━━━━━ Fragmento para leer

Escribir esto parece exagerado. No lo es. Ese conjunto de “violencias” que han ingresado a la escuela son las que hacen el batifondo que denomino “ruido”. El “ruido” es el que hace que el “clima del aula” sea inapropiado. Y el “clima del aula inapropiado” es el responsable (entre otros factores) de que algunos (¿cuántos?) alumnos no logren aprender y realicen su trayecto, año tras año, sin comprender consignas, sin comprender textos, sin poder realizar operaciones matemáticas simples, y muchos “sin”.
En mi opinión, absurdos como el que sostiene que escuchar a los profesores es un castigo o que a los docentes les disgusta el peinado o el uso de zapatillas por parte de los chicos (¿a quién se le ocurriría afirmar cosas así en un mundo razonable?) contribuyen a la existencia de “violencias”. En la actualidad, los docentes estamos en zapatillas y, la verdad, no tenemos ni medios ni tiempo disponible para ocuparnos de los peinados propios o ajenos. Dentro de la escuela nos encontramos con nuestros alumnos, no con “los adolescentes”, ni con “los otros”. Dentro de la escuela, docentes, autoridades, equipo de orientación, preceptores, auxiliares, padres y alumnos, somos “nosotros”.
Nuestros alumnos forman parte de la comunidad educativa a la que pertenecemos, y si no lo considerásemos así, probablemente no nos dedicaríamos a trabajar con ellos. Y esto, que suena exagerado también, no puede ser más cierto: entre las “violencias” está la de trabajar sin cobrar un sueldo durante meses y meses o recibiendo descuentos erróneos e inesperados; contar con una obra social que deja mucho que desear; estar dentro de edificios donde hace calor, frío o falta todo, hasta la seguridad.
Se preguntarán cuál es para mí la mayor de las violencias que se dan en la escuela. Es la imposibilidad de enseñar y aprender en forma plena. La ineptitud e ineficacia de los adultos para resolver el problema del “ruido” que impide que los chicos aprendan y que todos trabajemos en condiciones dignas en muchos sentidos. La indiferencia de una sociedad que ha abandonado a sus adolescentes y les ha inculcado la falsa creencia de que el conocimiento no sirve, de que toda figura de autoridad, todo orden, todo método es algo despreciable. Que únicamente se puede considerar escuchar lo que dice un docente bajo la forma de castigo.
De nada sirve desgarrarse las vestiduras ante una juventud que no está capacitada para cumplir el horario de una jornada laboral o respetar las normas de una empresa. Ante una juventud que se anota en las universidades y los terciarios para continuar sus estudios superiores y fracasa en el intento. De nada sirve añorar las amonestaciones, la época donde los pibes cantaban el Himno Nacional Argentino durante los actos patrios y se dirigían a los adultos mayores con respeto. De nada sirve confundirse y creer que los docentes son adversarios y las calificaciones, algo ofensivo que se transformó en la medición de un simulacro. Se necesita abordar seriamente el estudio de “las violencias” que se viven en las escuelas y solucionarlas una por una para terminar con esta situación y formar una juventud que pueda hacer realidad sus sueños. Y para ello, además de “sanciones reparadoras” y docentes con buena voluntad, se necesitan políticas educativas realistas que sirvan para lograr una verdadera inclusión.

━━━━━━━━━━
━━━━━ Entradas extraídas

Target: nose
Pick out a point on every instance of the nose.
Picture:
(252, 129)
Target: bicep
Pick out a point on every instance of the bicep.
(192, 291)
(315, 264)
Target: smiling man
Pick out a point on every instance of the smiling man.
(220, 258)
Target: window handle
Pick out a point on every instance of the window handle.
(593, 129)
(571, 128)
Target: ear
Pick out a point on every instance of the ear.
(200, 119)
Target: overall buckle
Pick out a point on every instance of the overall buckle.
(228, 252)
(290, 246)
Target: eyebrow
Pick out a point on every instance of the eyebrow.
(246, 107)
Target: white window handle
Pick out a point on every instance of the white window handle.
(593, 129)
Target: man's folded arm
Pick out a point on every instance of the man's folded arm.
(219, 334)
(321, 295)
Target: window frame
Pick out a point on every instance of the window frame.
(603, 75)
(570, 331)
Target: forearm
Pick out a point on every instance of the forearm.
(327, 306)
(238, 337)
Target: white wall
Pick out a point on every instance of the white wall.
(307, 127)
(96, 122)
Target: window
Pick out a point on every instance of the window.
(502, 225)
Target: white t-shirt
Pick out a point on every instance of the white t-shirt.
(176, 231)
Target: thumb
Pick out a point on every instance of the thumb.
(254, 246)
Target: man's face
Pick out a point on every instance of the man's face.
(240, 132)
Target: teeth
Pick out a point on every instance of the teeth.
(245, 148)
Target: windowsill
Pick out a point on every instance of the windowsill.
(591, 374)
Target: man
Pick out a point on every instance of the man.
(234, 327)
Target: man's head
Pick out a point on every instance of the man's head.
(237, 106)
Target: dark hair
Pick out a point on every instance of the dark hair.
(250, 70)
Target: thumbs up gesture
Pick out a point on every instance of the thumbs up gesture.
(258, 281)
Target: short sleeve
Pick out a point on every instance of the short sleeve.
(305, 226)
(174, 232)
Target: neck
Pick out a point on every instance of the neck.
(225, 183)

━━━━━━━━━━

Consigna
Reproduzca de nuevo, sin alterar nada, todo lo que va desde "Nuestros alumnos forman" hasta "hasta la seguridad." en el fragmento sobre las violencias en la escuela.

Solución del ejercicio
Nuestros alumnos forman parte de la comunidad educativa a la que pertenecemos, y si no lo considerásemos así, probablemente no nos dedicaríamos a trabajar con ellos. Y esto, que suena exagerado también, no puede ser más cierto: entre las “violencias” está la de trabajar sin cobrar un sueldo durante meses y meses o recibiendo descuentos erróneos e inesperados; contar con una obra social que deja mucho que desear; estar dentro de edificios donde hace calor, frío o falta todo, hasta la seguridad.